**STATED TASK:**
Rescale the items below by copying every line, requests included, with each x and y coordinate in the answers multiplied by 1.15 and rounded to a whole number (halves round up), while the requests and their format samples stay unchanged. Omit the pictures from your output.

————————

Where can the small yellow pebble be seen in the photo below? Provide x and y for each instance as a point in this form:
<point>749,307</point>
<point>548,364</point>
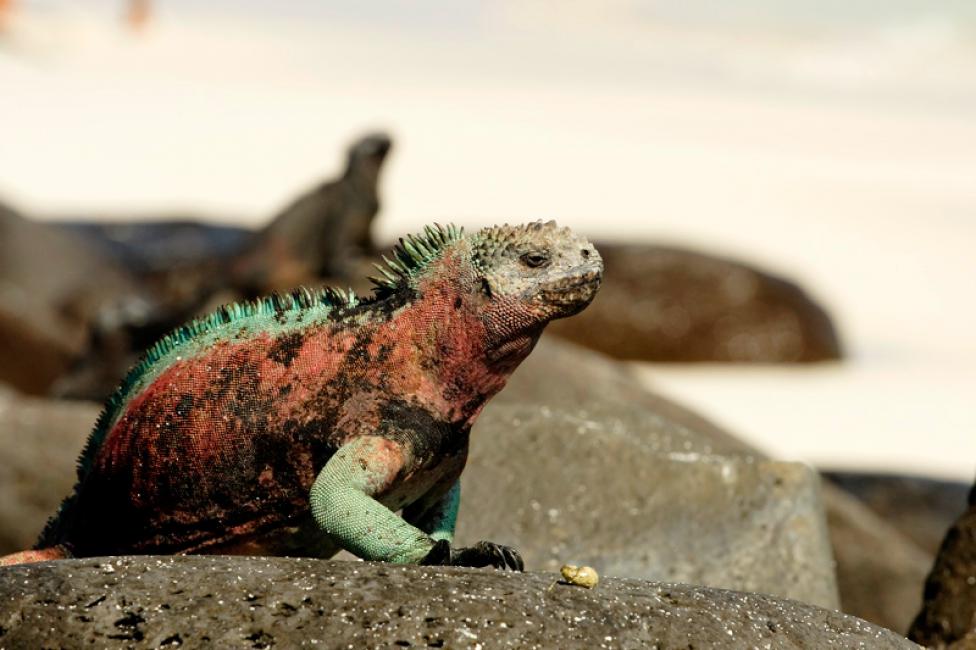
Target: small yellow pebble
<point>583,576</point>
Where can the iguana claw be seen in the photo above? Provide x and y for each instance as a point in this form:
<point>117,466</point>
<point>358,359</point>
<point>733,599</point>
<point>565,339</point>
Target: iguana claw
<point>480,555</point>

————————

**THE COMPLETED TASK:**
Where can the small yellow pebble be seen in the photo below? Provide x and y for each instance as a point in this form:
<point>749,307</point>
<point>548,364</point>
Target: small yellow pebble
<point>670,662</point>
Where can the iguana claw be seen in the photo above? Provide x and y for each instance as a point in this form:
<point>117,466</point>
<point>358,359</point>
<point>733,599</point>
<point>565,339</point>
Target: iguana claw
<point>552,638</point>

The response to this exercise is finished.